* [BRIEF A] Return each line of the records that contains the word "framed".

-- start SOURCE EXCERPT --

In case you haven’t noticed, there’s a major reallocation of wealth coming due if President Joseph Biden gets his $3 trillion spend through the Congress. As Everett Dirksen used to say, “This is a lot of money” even for a $20 trillion GDP economy. It comes on top of $2 trillion just structured into our setting. Who knows what pay-back will come from such largesse in outer years? Will this stimulus yield rising tax receipts from corporations and individuals? Consider, corporate income tax rates for decades followed a downward path, not just from Trump’s hand. Early postwar years, the corporate tax rate topped out at near 70%, then sloped downward to 20% recently. I’d like to see it back to 30% which still was lower than the 50-year trajectory. It might impact stock buybacks, but so what? No corporation is likely to schmeiss capital spending which is based on discounted cash flow projections on newly-invested capital.


Don’t cry for me, Argentina!


Politicians are not good at projecting unintended consequences from their acts. There will be a major relocation of wealth in the country thereby shielding it from the tax man. Over 60 years, I’ve paid my share in capital gains taxes. Bill Gates and Jeff Bezos can be taxed on hundreds of billions in unrealized gains. Warren Buffett, too. Why no tax on stock transactions? It’s missing from the Biden tax agenda. Won’t disturb serious long-term investors, just traders and arbs. GameStop (NYSE:GME) players may blink, but it won’t stop their day trading. Ways to raise tax receipts barring the attack on personal wealth? When I subwayed down to Wall Street going back 60 years, commissions on stock trades averaged 1% on a round lot of 100 shares with no volumetric break. An active day’s trading currently can run to 700 million shares. In 1959, 4 million shares was the norm. I’d like to see an activity tax on trading that could raise $20 billion per annum. Let the Street scream bloody murder. Want to eliminate hundreds of billions in student loans outstanding? Implement a new domestic Peace Corps for a couple of years’ service. I can’t find any idealism attached to presently drafted tax programs contrived by economists with no heart. Where’s the press for a $15 hourly wage? Tens of millions of part-timers serve in retailing, food service and healthcare venues. Underpaid and under covered for healthcare. Easily terminated, too. They have no rights. This national disgrace goes hardly remarked upon. As yet, nobody chooses to deal with the advanced valuation structure of the market if President Biden gets his way. Economic history suggests when the government implements huge spending programs uncovered by tax receipts, in the early years, the market reacts by lowering expectations on price-earnings ratios for stocks. The bond crowd is prone to panic, too. Everyone shortens his duration on bond holdings, creating a spike in interest rates. Historically, Treasury yields can rise to 5% or higher while spreads between corporate paper and Treasuries widens by a couple of hundred basis points. For most of my 60 years as a player, I’ve endured a harsh FRB that readily panics the bond crowd and drives down price-earnings ratios for growth and value stocks.

-- end SOURCE EXCERPT --
-- start INPUT --

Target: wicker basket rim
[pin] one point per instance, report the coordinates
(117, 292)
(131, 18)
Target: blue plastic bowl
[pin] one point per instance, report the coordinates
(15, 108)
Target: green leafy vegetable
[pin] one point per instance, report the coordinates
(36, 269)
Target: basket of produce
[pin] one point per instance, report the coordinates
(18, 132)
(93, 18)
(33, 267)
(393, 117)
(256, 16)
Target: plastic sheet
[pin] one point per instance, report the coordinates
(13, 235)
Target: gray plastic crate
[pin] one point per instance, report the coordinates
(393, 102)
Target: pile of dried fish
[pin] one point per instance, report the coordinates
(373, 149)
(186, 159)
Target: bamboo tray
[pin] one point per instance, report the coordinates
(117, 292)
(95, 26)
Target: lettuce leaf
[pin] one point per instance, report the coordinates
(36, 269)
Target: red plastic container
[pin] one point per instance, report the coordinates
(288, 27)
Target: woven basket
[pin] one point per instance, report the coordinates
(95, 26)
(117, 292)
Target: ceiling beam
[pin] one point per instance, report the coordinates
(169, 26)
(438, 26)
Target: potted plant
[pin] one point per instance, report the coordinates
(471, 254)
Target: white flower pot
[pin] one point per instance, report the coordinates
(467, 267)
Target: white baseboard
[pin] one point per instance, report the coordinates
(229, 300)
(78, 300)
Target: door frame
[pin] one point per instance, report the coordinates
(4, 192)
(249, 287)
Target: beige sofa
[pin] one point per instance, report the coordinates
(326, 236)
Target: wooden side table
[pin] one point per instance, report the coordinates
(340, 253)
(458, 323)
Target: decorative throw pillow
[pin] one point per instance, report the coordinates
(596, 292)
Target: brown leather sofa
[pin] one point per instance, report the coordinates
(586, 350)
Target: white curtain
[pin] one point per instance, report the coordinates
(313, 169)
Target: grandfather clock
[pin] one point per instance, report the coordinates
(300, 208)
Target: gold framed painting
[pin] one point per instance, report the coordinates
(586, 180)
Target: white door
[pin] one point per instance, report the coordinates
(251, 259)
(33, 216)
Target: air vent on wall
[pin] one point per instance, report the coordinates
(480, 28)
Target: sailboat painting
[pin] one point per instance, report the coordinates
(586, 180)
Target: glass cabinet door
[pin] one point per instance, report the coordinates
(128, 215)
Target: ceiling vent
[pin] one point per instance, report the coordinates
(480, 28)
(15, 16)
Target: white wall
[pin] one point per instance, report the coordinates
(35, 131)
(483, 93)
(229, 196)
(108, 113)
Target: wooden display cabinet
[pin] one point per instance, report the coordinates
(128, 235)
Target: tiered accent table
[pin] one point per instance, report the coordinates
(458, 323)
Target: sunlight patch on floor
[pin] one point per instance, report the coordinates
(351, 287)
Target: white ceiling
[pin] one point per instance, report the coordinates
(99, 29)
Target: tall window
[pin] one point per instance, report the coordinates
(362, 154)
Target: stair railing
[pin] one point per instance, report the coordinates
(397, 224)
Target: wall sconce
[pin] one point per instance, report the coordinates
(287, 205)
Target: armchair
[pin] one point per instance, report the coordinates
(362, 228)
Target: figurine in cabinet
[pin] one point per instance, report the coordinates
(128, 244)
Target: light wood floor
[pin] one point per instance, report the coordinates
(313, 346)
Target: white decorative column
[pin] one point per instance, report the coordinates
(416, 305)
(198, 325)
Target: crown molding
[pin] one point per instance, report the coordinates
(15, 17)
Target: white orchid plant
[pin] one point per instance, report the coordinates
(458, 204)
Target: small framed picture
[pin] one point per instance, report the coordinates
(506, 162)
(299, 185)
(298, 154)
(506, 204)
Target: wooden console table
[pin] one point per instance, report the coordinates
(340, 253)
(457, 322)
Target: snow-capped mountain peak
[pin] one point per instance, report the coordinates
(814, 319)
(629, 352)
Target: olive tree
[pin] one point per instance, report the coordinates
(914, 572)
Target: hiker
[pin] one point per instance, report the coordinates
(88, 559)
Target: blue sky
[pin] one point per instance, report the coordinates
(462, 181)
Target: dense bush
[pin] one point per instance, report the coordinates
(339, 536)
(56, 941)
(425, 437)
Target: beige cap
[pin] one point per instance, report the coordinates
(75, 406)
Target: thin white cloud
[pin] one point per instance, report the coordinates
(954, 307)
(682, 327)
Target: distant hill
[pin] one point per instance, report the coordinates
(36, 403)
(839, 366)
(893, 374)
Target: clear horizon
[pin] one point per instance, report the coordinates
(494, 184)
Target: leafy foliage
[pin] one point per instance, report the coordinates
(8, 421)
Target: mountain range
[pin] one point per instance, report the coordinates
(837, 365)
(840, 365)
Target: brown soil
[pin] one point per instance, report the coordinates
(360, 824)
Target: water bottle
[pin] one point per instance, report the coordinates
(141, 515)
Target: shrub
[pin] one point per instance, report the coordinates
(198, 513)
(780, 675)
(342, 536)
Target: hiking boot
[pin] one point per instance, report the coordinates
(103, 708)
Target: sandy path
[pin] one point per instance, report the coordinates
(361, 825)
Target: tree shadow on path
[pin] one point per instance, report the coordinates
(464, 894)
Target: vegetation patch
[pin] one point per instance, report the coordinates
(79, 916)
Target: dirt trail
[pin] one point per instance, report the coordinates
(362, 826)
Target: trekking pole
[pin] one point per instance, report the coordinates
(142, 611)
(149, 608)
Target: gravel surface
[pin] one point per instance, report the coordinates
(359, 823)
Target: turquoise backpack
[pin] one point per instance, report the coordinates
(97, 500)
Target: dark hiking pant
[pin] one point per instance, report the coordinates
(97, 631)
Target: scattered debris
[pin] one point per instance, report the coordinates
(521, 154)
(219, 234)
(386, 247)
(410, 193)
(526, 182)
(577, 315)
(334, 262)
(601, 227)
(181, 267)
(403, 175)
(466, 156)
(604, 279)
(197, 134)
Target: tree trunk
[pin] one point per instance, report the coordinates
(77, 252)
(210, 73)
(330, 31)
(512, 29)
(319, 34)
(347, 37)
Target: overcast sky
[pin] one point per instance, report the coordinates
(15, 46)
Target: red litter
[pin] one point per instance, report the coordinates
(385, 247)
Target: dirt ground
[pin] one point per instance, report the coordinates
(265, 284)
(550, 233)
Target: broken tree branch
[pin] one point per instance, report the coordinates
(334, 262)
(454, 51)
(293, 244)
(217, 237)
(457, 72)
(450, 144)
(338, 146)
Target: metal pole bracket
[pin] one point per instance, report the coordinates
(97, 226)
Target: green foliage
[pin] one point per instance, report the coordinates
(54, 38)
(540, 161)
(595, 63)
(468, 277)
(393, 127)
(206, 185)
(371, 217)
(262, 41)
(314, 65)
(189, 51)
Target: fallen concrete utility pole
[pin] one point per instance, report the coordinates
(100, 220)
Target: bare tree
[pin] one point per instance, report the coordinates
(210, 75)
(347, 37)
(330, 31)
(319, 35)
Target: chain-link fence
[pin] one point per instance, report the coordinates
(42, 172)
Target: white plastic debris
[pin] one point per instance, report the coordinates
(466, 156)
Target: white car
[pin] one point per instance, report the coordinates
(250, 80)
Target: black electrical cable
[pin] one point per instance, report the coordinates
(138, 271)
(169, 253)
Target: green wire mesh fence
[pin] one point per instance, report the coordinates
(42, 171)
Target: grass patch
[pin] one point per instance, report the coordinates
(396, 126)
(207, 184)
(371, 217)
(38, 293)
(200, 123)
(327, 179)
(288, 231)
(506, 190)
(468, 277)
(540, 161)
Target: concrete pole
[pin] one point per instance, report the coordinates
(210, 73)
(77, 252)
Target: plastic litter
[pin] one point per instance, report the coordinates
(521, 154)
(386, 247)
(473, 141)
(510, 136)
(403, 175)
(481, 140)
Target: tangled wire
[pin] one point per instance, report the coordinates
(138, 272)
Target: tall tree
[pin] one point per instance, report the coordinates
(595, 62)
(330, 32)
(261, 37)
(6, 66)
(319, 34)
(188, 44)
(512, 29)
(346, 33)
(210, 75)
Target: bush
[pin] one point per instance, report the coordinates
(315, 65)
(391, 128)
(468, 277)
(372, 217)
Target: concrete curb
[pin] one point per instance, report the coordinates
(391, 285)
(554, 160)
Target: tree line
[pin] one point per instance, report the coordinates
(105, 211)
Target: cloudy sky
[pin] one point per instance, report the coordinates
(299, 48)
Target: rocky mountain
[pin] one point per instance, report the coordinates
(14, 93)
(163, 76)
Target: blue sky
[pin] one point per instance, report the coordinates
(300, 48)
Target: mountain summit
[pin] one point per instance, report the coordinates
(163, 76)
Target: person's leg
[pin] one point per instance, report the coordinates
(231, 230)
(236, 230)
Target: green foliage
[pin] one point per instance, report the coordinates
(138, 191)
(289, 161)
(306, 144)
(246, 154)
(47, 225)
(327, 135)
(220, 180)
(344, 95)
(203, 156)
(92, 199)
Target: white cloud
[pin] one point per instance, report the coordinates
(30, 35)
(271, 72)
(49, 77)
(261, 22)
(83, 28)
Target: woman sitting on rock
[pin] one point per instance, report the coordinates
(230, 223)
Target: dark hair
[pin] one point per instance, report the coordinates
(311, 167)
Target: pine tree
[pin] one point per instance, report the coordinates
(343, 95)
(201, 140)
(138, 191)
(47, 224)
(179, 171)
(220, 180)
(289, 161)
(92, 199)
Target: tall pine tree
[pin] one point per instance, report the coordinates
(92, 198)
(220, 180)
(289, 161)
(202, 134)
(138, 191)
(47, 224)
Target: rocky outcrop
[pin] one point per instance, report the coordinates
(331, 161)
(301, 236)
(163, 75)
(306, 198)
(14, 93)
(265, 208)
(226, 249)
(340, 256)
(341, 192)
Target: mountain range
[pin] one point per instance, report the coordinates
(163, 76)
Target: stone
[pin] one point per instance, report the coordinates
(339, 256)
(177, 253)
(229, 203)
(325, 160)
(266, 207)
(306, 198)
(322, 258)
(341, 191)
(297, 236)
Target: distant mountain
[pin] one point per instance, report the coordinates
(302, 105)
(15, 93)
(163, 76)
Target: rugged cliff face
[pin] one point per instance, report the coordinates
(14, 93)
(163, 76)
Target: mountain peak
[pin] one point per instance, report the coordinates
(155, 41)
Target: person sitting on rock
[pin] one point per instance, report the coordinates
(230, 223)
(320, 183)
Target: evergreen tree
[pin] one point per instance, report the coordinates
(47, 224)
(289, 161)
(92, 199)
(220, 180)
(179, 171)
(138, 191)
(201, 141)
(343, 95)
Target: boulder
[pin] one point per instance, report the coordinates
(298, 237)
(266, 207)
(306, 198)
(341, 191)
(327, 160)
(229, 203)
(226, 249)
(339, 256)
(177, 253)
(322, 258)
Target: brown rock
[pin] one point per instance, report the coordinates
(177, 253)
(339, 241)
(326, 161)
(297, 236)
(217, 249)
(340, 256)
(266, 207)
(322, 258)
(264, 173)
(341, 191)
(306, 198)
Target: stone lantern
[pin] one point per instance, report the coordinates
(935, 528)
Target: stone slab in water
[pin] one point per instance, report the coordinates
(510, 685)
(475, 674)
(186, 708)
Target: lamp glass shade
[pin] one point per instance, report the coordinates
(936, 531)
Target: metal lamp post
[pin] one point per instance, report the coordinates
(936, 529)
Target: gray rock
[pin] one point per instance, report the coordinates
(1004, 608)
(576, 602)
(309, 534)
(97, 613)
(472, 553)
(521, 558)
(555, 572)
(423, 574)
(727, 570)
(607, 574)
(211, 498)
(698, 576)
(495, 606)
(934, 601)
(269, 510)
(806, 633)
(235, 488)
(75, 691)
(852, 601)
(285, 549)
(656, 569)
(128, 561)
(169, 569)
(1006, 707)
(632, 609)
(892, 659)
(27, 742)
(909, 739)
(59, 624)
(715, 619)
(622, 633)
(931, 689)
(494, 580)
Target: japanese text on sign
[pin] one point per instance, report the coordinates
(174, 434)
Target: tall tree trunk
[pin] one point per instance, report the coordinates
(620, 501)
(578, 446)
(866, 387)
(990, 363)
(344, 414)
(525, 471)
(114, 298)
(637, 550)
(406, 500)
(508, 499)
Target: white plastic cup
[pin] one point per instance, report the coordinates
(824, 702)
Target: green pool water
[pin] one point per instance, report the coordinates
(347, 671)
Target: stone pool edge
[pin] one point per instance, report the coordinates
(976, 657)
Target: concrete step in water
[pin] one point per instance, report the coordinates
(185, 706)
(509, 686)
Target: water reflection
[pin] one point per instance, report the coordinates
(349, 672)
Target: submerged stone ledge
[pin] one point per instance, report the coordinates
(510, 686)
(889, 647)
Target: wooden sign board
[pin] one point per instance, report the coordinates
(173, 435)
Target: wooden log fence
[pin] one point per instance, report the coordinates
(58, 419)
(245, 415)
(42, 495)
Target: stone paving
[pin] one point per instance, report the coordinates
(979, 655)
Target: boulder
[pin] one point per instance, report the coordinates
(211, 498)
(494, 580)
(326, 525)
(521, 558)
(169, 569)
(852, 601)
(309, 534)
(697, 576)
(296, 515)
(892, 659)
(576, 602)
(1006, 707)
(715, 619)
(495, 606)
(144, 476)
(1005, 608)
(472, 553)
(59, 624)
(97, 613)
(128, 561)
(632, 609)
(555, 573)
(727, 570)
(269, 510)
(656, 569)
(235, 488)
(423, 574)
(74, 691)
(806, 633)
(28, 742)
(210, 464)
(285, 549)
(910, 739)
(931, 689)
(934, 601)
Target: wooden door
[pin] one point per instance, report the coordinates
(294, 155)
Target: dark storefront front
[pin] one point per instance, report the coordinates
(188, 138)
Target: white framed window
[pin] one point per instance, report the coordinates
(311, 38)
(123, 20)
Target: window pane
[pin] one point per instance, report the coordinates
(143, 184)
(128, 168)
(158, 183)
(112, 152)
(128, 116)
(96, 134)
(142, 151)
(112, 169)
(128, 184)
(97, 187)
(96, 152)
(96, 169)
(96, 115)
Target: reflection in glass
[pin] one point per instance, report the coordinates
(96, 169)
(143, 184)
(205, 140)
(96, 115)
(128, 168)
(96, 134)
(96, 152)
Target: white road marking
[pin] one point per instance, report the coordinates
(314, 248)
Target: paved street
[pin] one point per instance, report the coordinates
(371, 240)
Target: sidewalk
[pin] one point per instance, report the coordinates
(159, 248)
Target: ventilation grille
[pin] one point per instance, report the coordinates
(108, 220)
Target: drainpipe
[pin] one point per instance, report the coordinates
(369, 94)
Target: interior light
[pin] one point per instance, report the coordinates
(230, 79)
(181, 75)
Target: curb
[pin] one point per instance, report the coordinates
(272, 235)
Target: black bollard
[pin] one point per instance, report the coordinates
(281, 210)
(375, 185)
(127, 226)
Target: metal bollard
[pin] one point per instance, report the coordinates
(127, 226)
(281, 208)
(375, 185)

-- end INPUT --

* [BRIEF B]
Answer these questions from the tax commentary above:
(i) What corporate income tax rate would the writer like to see?
(ii) How many shares traded on a normal day in 1959?
(iii) How much per year could the proposed activity tax on trading raise?

* [TASK OUTPUT A]
Target: gold framed painting
Target: small framed picture
Target: white framed window

* [TASK OUTPUT B]
(i) 30%
(ii) 4 million shares
(iii) $20 billion